— START Given text —
Data stream anomaly detection algorithm based on online deep learning: Ada (adaptive deep log anomaly detector), DAGMM (Deep Autoencoding Gaussian Mixture Model), ARCUS (adaptive framework for online deep anomaly detection under a complex evolving data stream) algorithm, S-DPS (Software Defined Networking-Based DDoS Protection System) framework.

Overall, the advantages and disadvantages of algorithms based on online learning are compared in Table 6.

5.1. Data Stream Anomaly Detection Algorithm Based on Online Shallow Learning

The algorithm for data stream anomaly detection based on online shallow learning refers to the method of using shallow neural network models to perform real-time anomaly detection on data streams using the concept of online learning. This algorithm can dynamically learn from streaming data, continuously updating the model to adapt to changes in the data stream, thus improving the accuracy and efficiency of anomaly detection.

In the algorithm for data stream anomaly detection based on online shallow learning, classic shallow neural network models are usually employed. Due to its advantages of lightweight model, strong adaptability, and real-time performance, the algorithm for data stream anomaly detection based on online shallow learning has been widely used in practical applications.

Overall, the advantages and disadvantages of the algorithm for data stream anomaly detection based on online shallow learning are summarized in Table 7.

5.1.1. Based on Similarity of Data Distribution

A method for anomaly detection called osPCA, based on online oversampling principal component analysis, was proposed in [41]. This algorithm improves on the PCA (Principal Components Analysis) algorithm, which is a famous unsupervised dimensionality reduction method that determines the main directions of data distribution. To obtain these main directions, the data covariance matrix must be constructed, and its principal eigenvectors calculated. However, this enormous computational cost and memory consumption limit its application in data streams or online environments. Therefore, osPCA has been developed to greatly reduce computation and storage requirements while ensuring algorithm performance.
— END Given text —
— START Dataset entries —
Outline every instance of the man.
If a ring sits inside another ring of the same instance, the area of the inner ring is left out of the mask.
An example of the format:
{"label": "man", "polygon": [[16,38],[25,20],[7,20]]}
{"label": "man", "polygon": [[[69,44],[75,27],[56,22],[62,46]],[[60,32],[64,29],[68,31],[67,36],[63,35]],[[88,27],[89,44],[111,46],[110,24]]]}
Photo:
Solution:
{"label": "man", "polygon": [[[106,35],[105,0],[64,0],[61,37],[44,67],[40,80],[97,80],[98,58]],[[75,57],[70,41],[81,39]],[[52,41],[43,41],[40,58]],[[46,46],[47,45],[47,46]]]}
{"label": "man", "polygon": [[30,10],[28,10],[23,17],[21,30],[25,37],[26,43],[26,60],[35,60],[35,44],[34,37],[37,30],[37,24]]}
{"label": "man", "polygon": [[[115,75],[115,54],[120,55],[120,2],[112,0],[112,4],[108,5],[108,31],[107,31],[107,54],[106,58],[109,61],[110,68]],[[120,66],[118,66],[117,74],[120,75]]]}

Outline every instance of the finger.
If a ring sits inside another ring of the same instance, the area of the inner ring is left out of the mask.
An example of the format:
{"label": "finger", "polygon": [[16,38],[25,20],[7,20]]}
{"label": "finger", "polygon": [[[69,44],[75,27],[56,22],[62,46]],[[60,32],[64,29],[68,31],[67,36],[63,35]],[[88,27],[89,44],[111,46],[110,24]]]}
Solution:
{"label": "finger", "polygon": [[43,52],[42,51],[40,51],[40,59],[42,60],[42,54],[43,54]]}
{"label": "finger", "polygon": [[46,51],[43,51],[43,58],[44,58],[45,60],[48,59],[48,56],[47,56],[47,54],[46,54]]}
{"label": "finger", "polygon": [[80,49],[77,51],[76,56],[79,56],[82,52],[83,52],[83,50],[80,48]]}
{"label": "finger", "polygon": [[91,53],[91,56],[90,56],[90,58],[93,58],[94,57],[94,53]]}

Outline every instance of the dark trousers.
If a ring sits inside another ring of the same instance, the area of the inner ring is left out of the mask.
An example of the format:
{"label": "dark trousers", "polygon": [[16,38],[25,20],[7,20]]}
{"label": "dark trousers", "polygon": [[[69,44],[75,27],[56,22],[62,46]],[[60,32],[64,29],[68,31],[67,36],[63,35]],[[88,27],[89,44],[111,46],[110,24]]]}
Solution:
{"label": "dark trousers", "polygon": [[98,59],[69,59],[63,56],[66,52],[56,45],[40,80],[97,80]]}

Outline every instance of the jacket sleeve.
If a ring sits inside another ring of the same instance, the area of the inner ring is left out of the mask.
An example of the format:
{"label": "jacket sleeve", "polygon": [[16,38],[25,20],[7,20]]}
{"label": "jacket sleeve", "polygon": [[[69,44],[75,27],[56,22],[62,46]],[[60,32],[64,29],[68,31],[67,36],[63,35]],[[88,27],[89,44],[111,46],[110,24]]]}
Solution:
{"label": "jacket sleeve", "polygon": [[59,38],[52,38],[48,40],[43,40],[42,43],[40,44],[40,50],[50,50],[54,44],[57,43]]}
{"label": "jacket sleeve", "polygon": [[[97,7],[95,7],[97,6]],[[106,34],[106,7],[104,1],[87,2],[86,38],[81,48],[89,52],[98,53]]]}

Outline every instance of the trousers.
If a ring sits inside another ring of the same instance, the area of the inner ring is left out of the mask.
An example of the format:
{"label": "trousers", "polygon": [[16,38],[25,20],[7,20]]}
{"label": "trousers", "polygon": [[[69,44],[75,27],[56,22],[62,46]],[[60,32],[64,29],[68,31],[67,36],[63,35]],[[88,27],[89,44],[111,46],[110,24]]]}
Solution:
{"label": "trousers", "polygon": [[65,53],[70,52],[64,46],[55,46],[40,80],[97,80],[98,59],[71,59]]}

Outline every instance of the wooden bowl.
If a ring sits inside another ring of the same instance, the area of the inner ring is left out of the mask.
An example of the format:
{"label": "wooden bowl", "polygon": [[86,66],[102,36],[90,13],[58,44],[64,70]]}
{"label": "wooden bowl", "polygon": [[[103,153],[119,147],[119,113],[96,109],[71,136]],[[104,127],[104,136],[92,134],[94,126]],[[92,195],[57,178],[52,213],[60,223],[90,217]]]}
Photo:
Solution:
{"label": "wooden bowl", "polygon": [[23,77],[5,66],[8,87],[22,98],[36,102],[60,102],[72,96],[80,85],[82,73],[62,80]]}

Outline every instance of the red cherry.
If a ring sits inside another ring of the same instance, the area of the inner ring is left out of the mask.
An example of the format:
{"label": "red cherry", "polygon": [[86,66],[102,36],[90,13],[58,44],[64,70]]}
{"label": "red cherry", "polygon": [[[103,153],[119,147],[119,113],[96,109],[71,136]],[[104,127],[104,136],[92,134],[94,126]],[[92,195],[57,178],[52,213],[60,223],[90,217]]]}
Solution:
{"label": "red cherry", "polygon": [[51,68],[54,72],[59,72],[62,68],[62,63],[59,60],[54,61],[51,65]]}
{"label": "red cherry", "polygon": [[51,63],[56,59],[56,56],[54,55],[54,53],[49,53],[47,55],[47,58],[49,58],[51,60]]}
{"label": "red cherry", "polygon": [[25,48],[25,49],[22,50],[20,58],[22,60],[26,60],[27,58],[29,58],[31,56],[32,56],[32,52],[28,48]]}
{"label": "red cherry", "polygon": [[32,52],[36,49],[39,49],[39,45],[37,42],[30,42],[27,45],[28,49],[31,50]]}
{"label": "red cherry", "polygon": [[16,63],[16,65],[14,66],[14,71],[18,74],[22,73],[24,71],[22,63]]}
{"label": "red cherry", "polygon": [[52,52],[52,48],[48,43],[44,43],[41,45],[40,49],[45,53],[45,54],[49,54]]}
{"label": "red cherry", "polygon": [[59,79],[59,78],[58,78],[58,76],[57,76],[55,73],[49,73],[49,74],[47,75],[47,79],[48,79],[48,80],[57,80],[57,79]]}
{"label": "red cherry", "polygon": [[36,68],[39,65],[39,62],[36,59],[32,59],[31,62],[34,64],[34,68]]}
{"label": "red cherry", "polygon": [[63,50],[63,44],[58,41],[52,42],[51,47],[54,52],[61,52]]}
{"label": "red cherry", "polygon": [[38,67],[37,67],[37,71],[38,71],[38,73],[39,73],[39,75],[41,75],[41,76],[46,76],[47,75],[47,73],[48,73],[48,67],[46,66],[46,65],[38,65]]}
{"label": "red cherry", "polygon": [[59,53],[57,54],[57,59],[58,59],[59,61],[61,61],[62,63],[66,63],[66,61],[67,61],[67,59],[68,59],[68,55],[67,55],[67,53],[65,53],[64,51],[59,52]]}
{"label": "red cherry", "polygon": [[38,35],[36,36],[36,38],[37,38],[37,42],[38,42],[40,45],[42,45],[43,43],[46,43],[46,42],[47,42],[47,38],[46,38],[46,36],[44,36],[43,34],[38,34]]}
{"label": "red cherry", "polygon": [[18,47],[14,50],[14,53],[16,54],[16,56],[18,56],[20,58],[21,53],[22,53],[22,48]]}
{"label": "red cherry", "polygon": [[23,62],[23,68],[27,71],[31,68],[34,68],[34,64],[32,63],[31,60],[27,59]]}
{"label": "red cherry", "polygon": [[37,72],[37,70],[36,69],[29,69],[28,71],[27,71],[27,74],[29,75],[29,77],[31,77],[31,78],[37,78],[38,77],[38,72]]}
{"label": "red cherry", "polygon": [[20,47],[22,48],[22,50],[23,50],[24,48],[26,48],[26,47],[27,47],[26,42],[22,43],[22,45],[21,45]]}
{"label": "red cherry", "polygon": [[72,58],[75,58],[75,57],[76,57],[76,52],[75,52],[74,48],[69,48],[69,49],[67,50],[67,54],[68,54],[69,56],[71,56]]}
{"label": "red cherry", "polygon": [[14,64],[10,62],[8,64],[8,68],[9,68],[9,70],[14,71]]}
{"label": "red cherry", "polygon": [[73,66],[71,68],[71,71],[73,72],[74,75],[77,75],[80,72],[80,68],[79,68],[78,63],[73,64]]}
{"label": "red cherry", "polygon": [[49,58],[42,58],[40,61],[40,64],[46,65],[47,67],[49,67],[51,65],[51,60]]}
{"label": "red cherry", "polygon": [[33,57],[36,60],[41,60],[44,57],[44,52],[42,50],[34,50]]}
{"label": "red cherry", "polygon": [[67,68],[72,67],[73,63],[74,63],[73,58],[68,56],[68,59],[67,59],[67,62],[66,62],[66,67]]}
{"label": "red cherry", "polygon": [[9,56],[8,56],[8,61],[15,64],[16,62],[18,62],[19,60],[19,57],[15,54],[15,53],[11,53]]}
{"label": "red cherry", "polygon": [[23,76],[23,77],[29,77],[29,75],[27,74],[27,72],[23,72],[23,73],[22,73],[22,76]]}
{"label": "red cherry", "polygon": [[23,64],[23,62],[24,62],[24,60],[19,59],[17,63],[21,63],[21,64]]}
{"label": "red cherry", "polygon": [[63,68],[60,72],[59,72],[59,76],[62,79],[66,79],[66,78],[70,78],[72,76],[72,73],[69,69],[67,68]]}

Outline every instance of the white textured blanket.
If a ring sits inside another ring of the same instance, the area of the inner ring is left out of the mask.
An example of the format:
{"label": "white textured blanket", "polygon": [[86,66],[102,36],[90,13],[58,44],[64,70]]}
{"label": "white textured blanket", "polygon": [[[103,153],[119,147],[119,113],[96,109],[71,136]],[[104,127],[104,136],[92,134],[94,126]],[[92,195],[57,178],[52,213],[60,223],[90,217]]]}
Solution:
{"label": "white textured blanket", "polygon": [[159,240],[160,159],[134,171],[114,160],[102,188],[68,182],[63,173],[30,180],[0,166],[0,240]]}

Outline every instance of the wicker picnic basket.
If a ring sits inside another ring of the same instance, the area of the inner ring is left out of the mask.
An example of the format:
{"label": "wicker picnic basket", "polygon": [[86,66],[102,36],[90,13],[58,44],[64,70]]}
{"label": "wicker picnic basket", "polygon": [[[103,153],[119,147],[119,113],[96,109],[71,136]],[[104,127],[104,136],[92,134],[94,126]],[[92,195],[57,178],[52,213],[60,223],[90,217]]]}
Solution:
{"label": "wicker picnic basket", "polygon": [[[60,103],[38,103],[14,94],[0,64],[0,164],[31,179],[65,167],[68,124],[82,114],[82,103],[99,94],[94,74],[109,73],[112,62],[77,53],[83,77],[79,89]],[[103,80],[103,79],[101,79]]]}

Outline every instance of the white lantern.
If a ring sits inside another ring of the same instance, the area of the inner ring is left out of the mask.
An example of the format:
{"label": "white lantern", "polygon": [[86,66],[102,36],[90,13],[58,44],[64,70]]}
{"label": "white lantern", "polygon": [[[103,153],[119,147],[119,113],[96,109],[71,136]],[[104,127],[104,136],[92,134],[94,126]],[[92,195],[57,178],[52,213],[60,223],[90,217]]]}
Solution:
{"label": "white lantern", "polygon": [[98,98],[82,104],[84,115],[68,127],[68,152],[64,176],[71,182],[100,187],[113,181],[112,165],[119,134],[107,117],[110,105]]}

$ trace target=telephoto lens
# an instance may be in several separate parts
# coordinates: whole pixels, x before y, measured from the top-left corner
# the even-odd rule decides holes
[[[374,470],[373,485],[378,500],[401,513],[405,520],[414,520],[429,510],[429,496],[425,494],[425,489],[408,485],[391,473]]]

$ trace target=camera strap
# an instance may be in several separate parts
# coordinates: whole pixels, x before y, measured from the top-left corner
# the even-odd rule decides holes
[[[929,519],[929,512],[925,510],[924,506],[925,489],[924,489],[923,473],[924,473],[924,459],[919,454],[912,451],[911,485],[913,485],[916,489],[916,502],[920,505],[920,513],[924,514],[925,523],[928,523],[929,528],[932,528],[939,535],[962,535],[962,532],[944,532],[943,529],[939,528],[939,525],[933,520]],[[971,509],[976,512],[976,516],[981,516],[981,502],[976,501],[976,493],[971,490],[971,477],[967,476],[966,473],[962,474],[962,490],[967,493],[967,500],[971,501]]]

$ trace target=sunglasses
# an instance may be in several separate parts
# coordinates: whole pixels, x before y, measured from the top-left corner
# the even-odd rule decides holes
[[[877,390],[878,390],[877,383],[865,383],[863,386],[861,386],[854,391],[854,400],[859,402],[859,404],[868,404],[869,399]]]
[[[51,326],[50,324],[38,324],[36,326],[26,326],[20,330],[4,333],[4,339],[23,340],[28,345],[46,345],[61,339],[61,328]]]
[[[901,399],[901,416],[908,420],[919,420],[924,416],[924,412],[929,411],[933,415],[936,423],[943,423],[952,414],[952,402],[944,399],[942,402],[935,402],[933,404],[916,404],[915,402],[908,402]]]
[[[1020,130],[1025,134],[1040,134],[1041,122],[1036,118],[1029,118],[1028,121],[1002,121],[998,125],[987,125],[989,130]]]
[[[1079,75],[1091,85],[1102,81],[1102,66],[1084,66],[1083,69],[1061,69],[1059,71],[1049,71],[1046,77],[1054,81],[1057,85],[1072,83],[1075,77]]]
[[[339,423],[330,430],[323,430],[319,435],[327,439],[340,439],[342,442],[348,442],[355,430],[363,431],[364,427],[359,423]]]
— END Dataset entries —
■ **What is being asked**
Carry on the text on data stream anomaly detection from the point where it stops. The records are separate material and unrelated to the text on data stream anomaly detection.

■ **Solved exercise**
osPCA amplifies the impact of outliers on the main directions of the data by oversampling the data. On the basis of the idea of power iteration, the complex matrix factorization operation is simplified into an iterative matrix multiplication, and the reconstruction error is calculated using the least squares method, enabling osPCA to calculate the solution of the original PCA offline without storing the entire data matrix or covariance matrix during the entire update process. osPCA determines anomalies on the basis of the changes in the dominant eigenvectors generated by oversampling and extracting the main directions of the training data.

The advantage of osPCA is that for high-dimensional data streams, the algorithm can reduce dimensionality by projecting and sampling data to reduce computation and storage costs. Its limitation is that it requires manual tuning, and when detecting anomalies in very sparse data streams, osPCA may be inaccurate because sparsity can make it difficult for principal component analysis to capture the characteristics of data streams.

In [42], a new method called OSHULL with online adaptivity was proposed. OSHULL is an algorithm with online learning capability, and its advantage over other batch processing techniques is that it can be executed in a distributed and parallel manner without compromising effectiveness.

To provide real-time learning capability, the main idea of the OSHULL algorithm is to operate on the convex hull (CH) and its scaled convex hull (SCH) while ensuring system stability, which is divided into four parts: adjustment, subdivision, freezing, and pruning.

The adjustment process can be summarized as follows: when the projection of a new data point falls within the margin (distance between CH and SCH), the vertex of CH closest to the new data point is determined on the basis of the Euclidean distance. If there are more than a threshold number of data points clustered near a vertex, CH will add a new vertex, which is the centroid of the numerous data points. As shown in Figure 4, the red data point is close to V₁, generating a new vertex V₃, and then changing CH and SCH.

The process of convex hull subdivision can be summarized as follows:

Find the maximum distance from a support point to an edge. As shown in Figure 5, c is the midpoint of V₁ and V₂, and the data point with the shortest distance to c is the support point. Each edge has one support point, and the maximum distance between these support points and their respective edges is d. When d exceeds a threshold (which is calculated on the basis of the interquartile range of distances between all edges and their support points), it indicates that the area around c is empty.
To find the pivotal vertex Vi, as shown in Figure 6, first calculate the sum of distances of all edges except for the (V₁, V₂) edge (the red edges in the figure) as the perimeter p. Meanwhile, locate point c, which is equidistant to V₁ and V₂ at a distance of p/2. Then, choose the vertex V₆ closest to this point as the pivotal vertex.
Two new convex hulls are generated using V₁, V₂, support point, and pivot vertex, as shown in Figure 7.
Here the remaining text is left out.